Written exercise 1.
According to the message about the apt repository, what file must be generated in addition to Packages.gz?
Written exercise 2.
Write out the message about the apt repository between "cd /var/local/debian && \" and "mv /tmp/Release .", inclusive.
Written exercise 3.
Summarize the message about the apt repository in two sentences.

## BEGIN Passage to read

On 31 Jul 2007 09:53:16 -0400, Ian Zimmerman <itz@madbat.mine.nu> wrote:
> Let me describe my situation: I have a flat (single directory) archive
> of personal debs.  I see absolutely no point in maintaining "code names"
> and "suites" and what not.  So I put the debs into /var/local/debian
> (which apache aliases to /debian/) on my.server.com, and in the clients'
> sources.list I put
>
> deb http://my.server.com/debian/ ./
>
> I generate the Packages.gz file by
>
> cd /var/local/debian && apt-ftparchive packages ./ | gzip - > Packages.gz

After looking at your repository, I have determined that this is where
the problem occurs. You need to also generate a Packages file
(uncompressed). You still need the Packages.gz file though, as apt
only wants to download that one. So, changing the command to:

cd /var/local/debian && \
    apt-ftparchive packages ./ > Packages && \
    gzip -c Packages > Packages.gz

should work to create both files. (It's worth noting that you could
probably create an apt-ftparchive config file, and then creating both
Packages files and the Release file would only involve one invocation
of "apt-ftparchive generate".)

> and the Release file by
>
> cd /var/local/debian && apt-ftparchive release ./ > /tmp/Release && mv /tmp/Release .
>
> Followed by apt-get update on the clients of course.
>
> All this works flawlessly until I introduce signing.  As soon as I add a Release.gpg
> file (generated by cd /var/local/debian && gpg -abs -o Release.gpg Release)
> apt-get starts giving me the above error message.  Now the wording made me think
> that perhaps perhaps I should NOT compress the Packages file, so I tried to omit
> the gzip step above.  But then apt-get complains it cannot retrieve Packages file!

It also works fine if you don't have the key in the apt secure key
ring. I'm not sure why this is, but adding a successful key check
seems to create this problem. There's almost certainly a bug in apt
somewhere here, or maybe a couple, since I don't think apt should
require a Packages file when it has no intention of downloading it.

## END Passage to read
## BEGIN Recorded data

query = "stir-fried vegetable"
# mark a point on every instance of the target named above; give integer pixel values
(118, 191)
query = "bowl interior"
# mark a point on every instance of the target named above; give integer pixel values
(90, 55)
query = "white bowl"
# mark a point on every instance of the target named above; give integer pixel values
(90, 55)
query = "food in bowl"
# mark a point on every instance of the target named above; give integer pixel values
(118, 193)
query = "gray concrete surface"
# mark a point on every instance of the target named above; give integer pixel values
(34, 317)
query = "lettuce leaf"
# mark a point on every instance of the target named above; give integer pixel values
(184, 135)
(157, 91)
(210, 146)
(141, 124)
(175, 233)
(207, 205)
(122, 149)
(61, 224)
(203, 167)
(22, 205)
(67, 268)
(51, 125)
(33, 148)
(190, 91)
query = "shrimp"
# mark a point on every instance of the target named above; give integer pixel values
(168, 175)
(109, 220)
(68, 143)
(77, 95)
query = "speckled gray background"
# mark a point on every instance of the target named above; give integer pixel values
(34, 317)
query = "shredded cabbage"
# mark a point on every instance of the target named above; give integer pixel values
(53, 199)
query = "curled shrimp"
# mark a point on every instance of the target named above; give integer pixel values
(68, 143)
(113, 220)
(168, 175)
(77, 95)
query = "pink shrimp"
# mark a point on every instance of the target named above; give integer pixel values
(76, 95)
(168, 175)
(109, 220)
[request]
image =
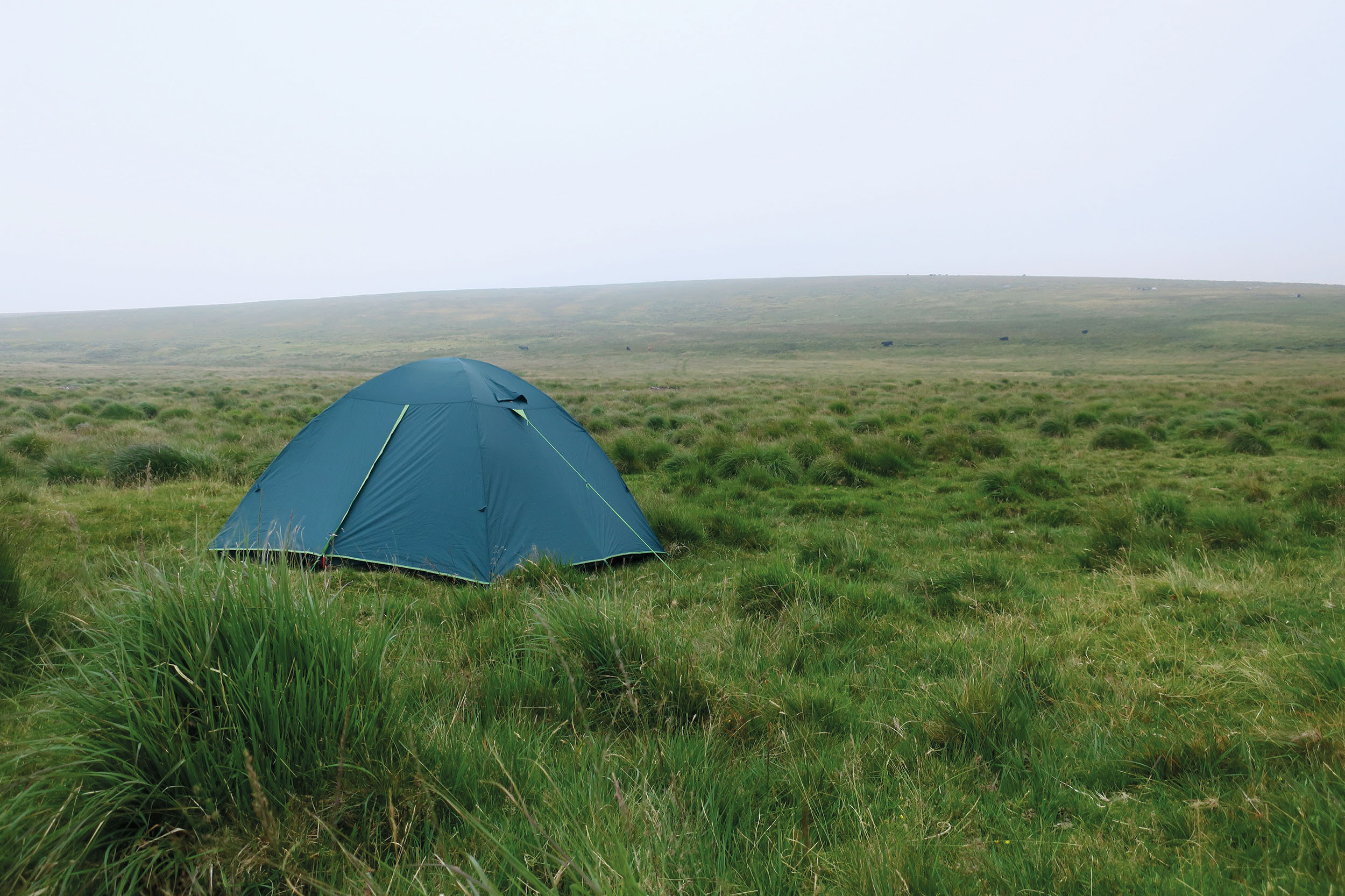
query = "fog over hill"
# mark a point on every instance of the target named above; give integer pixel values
(1012, 323)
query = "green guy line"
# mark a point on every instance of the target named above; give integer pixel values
(595, 492)
(364, 482)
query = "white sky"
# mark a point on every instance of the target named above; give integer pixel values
(176, 152)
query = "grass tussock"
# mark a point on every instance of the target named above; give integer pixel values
(198, 716)
(617, 673)
(140, 463)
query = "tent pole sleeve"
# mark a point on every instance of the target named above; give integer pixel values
(331, 540)
(595, 492)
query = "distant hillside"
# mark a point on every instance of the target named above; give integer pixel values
(1012, 323)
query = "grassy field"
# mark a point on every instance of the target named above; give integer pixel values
(962, 615)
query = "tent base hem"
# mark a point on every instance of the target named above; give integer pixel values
(263, 554)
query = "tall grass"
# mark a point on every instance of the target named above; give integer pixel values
(192, 726)
(135, 463)
(11, 581)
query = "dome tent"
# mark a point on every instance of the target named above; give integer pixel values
(448, 466)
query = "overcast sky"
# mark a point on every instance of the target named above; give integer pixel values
(158, 154)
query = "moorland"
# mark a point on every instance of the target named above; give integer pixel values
(1004, 607)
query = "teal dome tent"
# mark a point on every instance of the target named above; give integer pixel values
(448, 466)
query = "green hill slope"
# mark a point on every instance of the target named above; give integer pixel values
(1009, 323)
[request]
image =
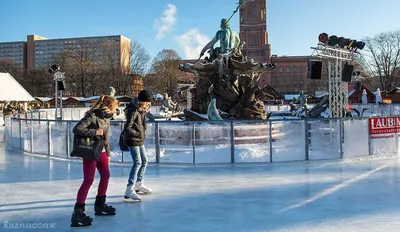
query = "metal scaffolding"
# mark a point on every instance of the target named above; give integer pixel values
(58, 77)
(338, 89)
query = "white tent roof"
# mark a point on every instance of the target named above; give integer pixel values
(11, 90)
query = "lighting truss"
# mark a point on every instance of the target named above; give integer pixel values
(338, 89)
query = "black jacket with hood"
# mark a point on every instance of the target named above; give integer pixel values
(88, 125)
(135, 126)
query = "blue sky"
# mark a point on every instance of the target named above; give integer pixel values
(186, 25)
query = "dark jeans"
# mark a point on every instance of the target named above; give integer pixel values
(139, 159)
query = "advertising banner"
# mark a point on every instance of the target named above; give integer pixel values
(385, 127)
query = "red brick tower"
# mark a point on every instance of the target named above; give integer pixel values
(253, 30)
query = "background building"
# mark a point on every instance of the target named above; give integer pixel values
(39, 52)
(137, 85)
(290, 74)
(14, 53)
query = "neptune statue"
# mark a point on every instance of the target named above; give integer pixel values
(227, 85)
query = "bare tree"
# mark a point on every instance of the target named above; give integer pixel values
(165, 72)
(139, 59)
(382, 58)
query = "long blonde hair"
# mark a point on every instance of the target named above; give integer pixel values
(105, 102)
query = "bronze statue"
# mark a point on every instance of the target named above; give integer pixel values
(226, 79)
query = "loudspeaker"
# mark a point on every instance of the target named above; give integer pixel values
(314, 69)
(347, 72)
(61, 85)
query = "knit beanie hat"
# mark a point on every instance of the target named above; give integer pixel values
(144, 96)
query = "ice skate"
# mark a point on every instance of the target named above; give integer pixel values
(131, 195)
(101, 208)
(141, 188)
(79, 219)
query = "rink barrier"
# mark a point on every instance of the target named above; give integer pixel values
(213, 141)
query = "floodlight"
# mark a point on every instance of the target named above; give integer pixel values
(54, 68)
(360, 45)
(323, 38)
(333, 40)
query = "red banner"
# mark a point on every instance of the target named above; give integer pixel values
(385, 125)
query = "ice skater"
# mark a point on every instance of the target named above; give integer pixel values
(134, 134)
(95, 123)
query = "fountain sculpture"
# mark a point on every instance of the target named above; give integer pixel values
(227, 76)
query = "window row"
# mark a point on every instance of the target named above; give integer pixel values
(11, 45)
(289, 69)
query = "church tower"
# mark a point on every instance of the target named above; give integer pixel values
(253, 30)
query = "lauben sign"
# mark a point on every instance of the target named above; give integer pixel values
(385, 125)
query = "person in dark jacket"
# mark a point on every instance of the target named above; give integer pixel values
(96, 122)
(134, 135)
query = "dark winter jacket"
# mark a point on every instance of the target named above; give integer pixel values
(88, 125)
(135, 126)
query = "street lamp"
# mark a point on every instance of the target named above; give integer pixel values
(59, 82)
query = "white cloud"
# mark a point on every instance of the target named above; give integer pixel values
(192, 42)
(166, 23)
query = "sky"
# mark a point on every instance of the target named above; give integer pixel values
(187, 25)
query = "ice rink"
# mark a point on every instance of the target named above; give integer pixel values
(362, 195)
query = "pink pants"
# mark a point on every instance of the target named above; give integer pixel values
(89, 170)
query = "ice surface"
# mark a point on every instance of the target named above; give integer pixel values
(315, 196)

## END Recorded data

Solution 1.
An uncompressed Packages file.

Solution 2.
cd /var/local/debian && \
    apt-ftparchive packages ./ > Packages && \
    gzip -c Packages > Packages.gz

should work to create both files. (It's worth noting that you could
probably create an apt-ftparchive config file, and then creating both
Packages files and the Release file would only involve one invocation
of "apt-ftparchive generate".)

> and the Release file by
>
> cd /var/local/debian && apt-ftparchive release ./ > /tmp/Release && mv /tmp/Release .

Solution 3.
A flat archive of personal debs, with Packages.gz and Release files made by apt-ftparchive, works until a Release.gpg signature is added, at which point apt-get gives an error, and leaving out the gzip step makes apt-get complain that it cannot retrieve the Packages file. The reply says an uncompressed Packages file must be generated alongside Packages.gz, and it suggests apt likely has a bug because it should not require a Packages file it does not intend to download.